▸ Excerpted records
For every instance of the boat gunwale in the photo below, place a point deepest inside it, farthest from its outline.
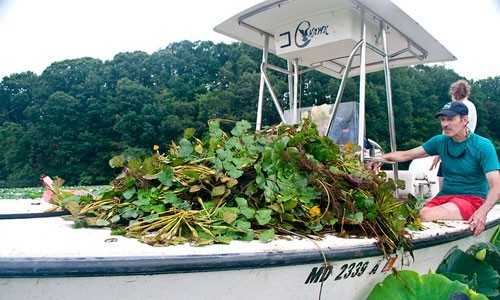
(49, 267)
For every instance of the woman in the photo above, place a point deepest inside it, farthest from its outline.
(460, 92)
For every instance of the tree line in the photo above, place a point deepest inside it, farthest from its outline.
(70, 120)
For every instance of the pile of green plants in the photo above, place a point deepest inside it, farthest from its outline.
(246, 185)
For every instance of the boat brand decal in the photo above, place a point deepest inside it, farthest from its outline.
(304, 33)
(348, 270)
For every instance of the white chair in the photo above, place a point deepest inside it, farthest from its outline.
(419, 180)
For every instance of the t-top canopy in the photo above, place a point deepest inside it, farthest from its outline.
(322, 33)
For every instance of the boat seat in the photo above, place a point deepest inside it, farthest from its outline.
(419, 180)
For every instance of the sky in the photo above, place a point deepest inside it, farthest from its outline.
(36, 33)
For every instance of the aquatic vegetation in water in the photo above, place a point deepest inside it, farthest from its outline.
(473, 274)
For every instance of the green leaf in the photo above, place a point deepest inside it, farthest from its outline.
(115, 219)
(263, 216)
(218, 190)
(240, 128)
(185, 148)
(189, 133)
(165, 176)
(229, 217)
(117, 161)
(101, 222)
(128, 194)
(267, 235)
(460, 262)
(248, 212)
(410, 285)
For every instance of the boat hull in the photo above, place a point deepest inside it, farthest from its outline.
(45, 258)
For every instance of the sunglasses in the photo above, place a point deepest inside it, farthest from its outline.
(462, 153)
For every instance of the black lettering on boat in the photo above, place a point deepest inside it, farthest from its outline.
(288, 43)
(360, 269)
(389, 264)
(304, 33)
(375, 268)
(319, 274)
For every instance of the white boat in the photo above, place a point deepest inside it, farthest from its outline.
(43, 257)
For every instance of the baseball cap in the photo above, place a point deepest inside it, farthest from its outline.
(452, 109)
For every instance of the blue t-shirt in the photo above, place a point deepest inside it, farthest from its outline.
(464, 164)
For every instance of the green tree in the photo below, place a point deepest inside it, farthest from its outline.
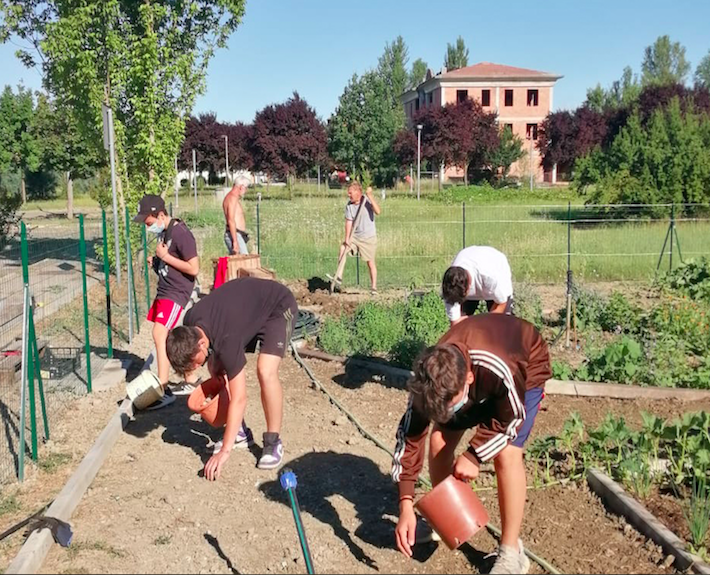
(702, 72)
(146, 60)
(418, 73)
(62, 148)
(393, 68)
(508, 151)
(665, 160)
(623, 92)
(664, 63)
(19, 146)
(456, 55)
(361, 131)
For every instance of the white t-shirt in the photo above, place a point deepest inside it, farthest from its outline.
(491, 278)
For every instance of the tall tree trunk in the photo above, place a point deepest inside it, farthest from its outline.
(70, 196)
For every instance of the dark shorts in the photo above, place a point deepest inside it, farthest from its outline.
(275, 335)
(476, 415)
(470, 306)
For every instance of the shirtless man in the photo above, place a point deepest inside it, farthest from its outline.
(235, 235)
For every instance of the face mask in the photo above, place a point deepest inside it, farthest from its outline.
(156, 228)
(457, 407)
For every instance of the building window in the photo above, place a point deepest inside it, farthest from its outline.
(531, 131)
(533, 97)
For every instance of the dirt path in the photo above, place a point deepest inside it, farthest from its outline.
(149, 511)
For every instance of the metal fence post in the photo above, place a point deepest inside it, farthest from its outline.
(463, 209)
(258, 224)
(145, 267)
(38, 370)
(109, 341)
(28, 348)
(129, 261)
(82, 251)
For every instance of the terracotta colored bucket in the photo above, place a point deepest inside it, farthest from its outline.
(211, 401)
(145, 389)
(453, 511)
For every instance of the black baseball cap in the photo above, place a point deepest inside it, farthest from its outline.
(150, 205)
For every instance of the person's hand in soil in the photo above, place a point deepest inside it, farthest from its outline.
(405, 532)
(213, 469)
(161, 250)
(466, 467)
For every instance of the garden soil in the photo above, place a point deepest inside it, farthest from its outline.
(150, 511)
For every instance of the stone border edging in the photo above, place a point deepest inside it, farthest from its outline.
(552, 387)
(616, 498)
(35, 549)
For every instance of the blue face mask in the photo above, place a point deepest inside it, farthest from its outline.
(459, 405)
(156, 228)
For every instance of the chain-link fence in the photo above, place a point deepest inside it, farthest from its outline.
(416, 240)
(77, 323)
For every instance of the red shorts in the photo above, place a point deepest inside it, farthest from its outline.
(165, 312)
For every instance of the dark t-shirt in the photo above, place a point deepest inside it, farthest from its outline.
(173, 284)
(234, 314)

▸ To do
Copy out all the entries precisely. No images.

▸ Output
For every instance of the boat gunwale in the photo below, place a point deepest inside it, farthest from its outline.
(49, 267)
For every instance of the woman in the photo above, place a point deepest inside it, farthest from its outline.
(460, 92)
For every instance of the tree line in the photo above, place a point deepest inside it, farthest from its outline.
(70, 120)
For every instance of the pile of green plants in the photo above, place a point deepest inside it, farthest from its outline.
(246, 185)
For every instance of the boat brand decal in the photo above, place a point deepest inside it, farthest from its outline.
(304, 33)
(348, 270)
For every instance of the white chair in the photo above, place a point deepest inside it, farthest from its outline.
(419, 180)
For every instance of the t-top canopy in the photo above, place a point deepest inside it, farthest from its outline.
(322, 33)
For every instance of the boat seat in the photo above, place a point deepest inside it, farthest from its outline.
(419, 180)
For every instance of the sky in the photo above, place a point deepest inside it, farthest from its outline.
(36, 33)
For every instance of the aquatic vegetation in water in the photo above, place a point deepest inside it, farthest from its outline.
(473, 274)
For every instance of the green leaf in the photo above, place a point deepest inside it, farthest from its outline.
(115, 219)
(263, 216)
(218, 190)
(240, 128)
(185, 148)
(189, 133)
(165, 176)
(229, 217)
(117, 161)
(101, 222)
(128, 194)
(267, 235)
(460, 262)
(248, 212)
(410, 285)
For every instance of the boat hull in the photo above, place a point deepest inside it, farthest from its outline.
(45, 258)
For every instance of the sunglasses in the photo above, place a point deepest inside it, farthest from its outline.
(462, 153)
For every instance of the black lettering on boat in the photo above, place a point deepest inside it, farthest from its outline.
(288, 43)
(360, 269)
(389, 264)
(304, 33)
(375, 268)
(319, 274)
For every instance of the white boat in the photo above, place a point deepest inside it, farthest from its outline.
(43, 257)
For every instance of the baseball cap in the photo above, place a point deepest inside it, farthest from its outline.
(452, 109)
For every instance of the blue t-shirt in the photo above, place a point deepest inside it, farthest from its outline.
(464, 164)
For every instance of the green tree in the photo below, place a point deepest inside it, farthest from its outline.
(702, 72)
(146, 60)
(418, 73)
(62, 148)
(393, 68)
(508, 151)
(665, 160)
(623, 92)
(664, 63)
(19, 146)
(456, 55)
(361, 131)
For every instance of the white t-shirt in the photo above, place a point deepest inside it, farthest from its outline.
(491, 278)
For every instance of the tall tree trunk in the photo above, place a point deepest inside it, farthest from its outline.
(70, 196)
For every instance of the dark shorts in the photo above, place a point deepest inside it, farthest from its outline.
(275, 335)
(476, 415)
(470, 306)
For every instance of the shirtless man in the photo above, place a point deepest inside it, farthest from its outline.
(235, 235)
For every instance of the face mask in the photo above, place a point deepest inside it, farthest from its outline.
(156, 228)
(457, 407)
For every instance of the building window in the photo above, place a point deepest inside it, farthest from its outline.
(531, 131)
(533, 97)
For every instance of the dirt path in the photo above, place a point deepest inside it, farthest from its outline.
(149, 511)
For every instance of the metal fence post in the photo above, place a point deepest inside it, farthest from its outline.
(463, 209)
(258, 224)
(145, 267)
(38, 370)
(109, 341)
(28, 348)
(129, 261)
(82, 251)
For every instance of the terracotta colored bucket in the photo above, place a point deepest inside it, farthest from its outline.
(211, 401)
(145, 389)
(453, 511)
For every instance of the black baseball cap in the photo above, place a point deepest inside it, farthest from its outline.
(150, 205)
For every instance of the person's hand in soil in the photo above, place a point deepest inside it, farthest from its outline.
(405, 532)
(213, 469)
(161, 250)
(466, 467)
For every instance of the garden soil in the photo above, place a point deepest inside it, farthest from its outline.
(150, 511)
For every instance of the stone border edging in the photo above, place a point deepest inside it, farthest from its outline.
(552, 387)
(616, 498)
(35, 549)
For every instance of the blue face mask in the photo above, place a point deepest inside it, farthest from its outline.
(459, 405)
(156, 228)
For every instance of the chain-link fence in the photo above, place a point deepest inside it, farthest from its outline.
(416, 240)
(77, 323)
For every instance of the red shorts in the photo above, place a point deepest inside it, farthest from its outline.
(165, 312)
For every instance of the dark t-shirt in the photo above, place a point deepest inside it, farthest from its outline.
(173, 284)
(234, 314)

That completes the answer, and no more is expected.